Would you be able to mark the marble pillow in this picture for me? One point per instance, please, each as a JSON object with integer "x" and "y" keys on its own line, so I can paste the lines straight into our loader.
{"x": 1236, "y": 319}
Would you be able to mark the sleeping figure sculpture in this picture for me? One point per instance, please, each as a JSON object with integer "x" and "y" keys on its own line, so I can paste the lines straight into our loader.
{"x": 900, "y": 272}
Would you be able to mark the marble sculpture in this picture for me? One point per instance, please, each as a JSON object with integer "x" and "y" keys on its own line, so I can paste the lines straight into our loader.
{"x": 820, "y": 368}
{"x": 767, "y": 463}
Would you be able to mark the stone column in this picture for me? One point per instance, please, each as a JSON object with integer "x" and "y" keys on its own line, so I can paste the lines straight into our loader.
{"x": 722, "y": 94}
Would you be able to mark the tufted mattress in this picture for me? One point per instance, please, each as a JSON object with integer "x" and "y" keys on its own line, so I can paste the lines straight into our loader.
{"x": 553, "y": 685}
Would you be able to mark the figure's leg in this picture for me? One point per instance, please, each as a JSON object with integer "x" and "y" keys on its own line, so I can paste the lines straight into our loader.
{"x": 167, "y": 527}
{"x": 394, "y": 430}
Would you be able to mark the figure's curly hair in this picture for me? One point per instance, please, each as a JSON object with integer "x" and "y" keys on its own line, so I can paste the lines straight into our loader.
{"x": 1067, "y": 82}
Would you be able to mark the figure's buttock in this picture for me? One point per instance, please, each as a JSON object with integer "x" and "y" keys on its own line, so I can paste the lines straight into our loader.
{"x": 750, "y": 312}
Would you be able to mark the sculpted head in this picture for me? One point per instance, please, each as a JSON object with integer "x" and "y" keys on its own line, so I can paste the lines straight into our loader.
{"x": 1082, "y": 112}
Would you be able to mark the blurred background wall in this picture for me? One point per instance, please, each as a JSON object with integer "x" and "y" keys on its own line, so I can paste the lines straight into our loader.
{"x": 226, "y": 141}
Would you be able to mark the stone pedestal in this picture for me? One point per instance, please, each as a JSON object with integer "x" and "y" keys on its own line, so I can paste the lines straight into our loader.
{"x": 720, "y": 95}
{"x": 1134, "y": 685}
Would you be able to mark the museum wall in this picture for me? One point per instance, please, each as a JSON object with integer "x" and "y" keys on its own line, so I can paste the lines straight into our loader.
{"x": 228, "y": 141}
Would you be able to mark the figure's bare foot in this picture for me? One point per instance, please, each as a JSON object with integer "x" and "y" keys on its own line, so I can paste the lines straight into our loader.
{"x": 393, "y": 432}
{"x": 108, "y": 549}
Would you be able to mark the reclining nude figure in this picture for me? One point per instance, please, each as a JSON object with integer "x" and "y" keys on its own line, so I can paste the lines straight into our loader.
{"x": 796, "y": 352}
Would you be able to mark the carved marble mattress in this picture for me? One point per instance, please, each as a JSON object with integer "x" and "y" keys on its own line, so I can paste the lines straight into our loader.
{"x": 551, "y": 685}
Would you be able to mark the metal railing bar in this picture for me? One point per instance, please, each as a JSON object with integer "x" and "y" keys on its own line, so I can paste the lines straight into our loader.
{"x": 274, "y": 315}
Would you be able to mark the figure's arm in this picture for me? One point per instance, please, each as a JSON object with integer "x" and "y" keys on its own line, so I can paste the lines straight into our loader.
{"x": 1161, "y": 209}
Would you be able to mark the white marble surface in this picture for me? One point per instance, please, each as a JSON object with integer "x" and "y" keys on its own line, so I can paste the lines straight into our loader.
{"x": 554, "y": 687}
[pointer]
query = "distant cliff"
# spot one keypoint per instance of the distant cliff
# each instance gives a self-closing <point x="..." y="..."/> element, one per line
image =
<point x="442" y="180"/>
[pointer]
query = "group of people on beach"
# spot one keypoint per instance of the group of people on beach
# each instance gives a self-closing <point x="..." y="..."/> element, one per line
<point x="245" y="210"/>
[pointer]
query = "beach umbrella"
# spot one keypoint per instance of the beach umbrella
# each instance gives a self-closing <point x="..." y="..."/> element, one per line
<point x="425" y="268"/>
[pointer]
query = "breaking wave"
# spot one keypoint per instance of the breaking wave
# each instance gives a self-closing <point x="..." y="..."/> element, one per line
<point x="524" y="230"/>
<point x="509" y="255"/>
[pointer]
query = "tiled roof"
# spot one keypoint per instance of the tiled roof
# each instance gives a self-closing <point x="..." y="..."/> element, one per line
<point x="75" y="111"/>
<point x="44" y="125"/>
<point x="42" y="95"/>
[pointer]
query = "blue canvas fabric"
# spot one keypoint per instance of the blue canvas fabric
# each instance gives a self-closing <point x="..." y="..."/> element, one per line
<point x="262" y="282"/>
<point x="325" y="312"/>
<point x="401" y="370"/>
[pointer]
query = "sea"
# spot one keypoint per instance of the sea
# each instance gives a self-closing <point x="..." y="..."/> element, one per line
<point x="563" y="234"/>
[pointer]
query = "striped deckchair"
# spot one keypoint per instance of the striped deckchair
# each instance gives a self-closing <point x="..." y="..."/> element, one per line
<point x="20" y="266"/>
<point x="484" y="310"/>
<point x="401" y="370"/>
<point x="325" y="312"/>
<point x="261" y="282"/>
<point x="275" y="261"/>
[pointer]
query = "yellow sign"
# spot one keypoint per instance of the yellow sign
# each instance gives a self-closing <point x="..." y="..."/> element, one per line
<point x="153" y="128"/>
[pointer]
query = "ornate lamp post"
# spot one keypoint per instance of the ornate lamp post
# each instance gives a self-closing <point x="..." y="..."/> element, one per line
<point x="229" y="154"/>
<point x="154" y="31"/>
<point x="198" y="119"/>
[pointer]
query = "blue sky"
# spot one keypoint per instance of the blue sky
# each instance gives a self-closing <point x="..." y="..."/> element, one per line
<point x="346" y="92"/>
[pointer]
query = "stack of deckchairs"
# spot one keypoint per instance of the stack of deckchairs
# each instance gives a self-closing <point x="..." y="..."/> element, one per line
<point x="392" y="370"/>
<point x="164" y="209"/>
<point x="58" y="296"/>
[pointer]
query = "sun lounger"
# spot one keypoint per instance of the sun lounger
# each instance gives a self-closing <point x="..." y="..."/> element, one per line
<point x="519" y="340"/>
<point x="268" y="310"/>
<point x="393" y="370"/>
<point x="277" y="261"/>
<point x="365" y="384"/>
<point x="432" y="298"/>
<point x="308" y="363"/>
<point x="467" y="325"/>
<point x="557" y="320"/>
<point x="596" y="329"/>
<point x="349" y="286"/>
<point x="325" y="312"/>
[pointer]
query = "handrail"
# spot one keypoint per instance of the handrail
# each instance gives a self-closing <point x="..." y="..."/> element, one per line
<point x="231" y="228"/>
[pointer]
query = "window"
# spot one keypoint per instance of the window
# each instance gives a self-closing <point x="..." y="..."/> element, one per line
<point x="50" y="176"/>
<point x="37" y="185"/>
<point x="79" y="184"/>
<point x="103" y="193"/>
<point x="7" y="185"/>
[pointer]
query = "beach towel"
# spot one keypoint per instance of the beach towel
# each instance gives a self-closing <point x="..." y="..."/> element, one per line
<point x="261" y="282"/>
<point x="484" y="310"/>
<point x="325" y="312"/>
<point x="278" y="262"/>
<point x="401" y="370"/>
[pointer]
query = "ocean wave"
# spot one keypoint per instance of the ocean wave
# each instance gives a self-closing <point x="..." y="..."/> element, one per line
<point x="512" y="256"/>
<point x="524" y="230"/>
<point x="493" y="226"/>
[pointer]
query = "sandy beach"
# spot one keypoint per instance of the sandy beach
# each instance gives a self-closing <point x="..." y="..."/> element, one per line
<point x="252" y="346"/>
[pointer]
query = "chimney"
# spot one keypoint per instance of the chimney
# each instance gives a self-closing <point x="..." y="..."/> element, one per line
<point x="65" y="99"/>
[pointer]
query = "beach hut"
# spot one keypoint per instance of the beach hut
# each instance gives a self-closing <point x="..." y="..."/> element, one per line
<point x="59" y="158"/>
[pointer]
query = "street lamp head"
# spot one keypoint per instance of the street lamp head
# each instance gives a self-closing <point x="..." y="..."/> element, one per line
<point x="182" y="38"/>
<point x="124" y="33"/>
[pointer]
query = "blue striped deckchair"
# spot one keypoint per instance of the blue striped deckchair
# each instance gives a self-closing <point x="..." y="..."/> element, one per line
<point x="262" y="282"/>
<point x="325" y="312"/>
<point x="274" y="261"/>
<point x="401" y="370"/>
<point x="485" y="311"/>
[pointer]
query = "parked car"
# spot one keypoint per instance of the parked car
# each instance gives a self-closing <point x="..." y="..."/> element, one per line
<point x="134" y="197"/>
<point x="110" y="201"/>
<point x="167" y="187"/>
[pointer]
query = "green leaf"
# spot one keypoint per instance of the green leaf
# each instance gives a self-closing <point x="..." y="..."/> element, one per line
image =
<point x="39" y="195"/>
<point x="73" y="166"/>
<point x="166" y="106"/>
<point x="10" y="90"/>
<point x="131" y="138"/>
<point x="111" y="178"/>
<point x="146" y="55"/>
....................
» **EXERCISE INSTRUCTIONS**
Pull every line containing "green" out of the material and copy it.

» **SOLUTION FOR THIS TASK**
query = "green leaf"
# spot one keypoint per instance of the green leaf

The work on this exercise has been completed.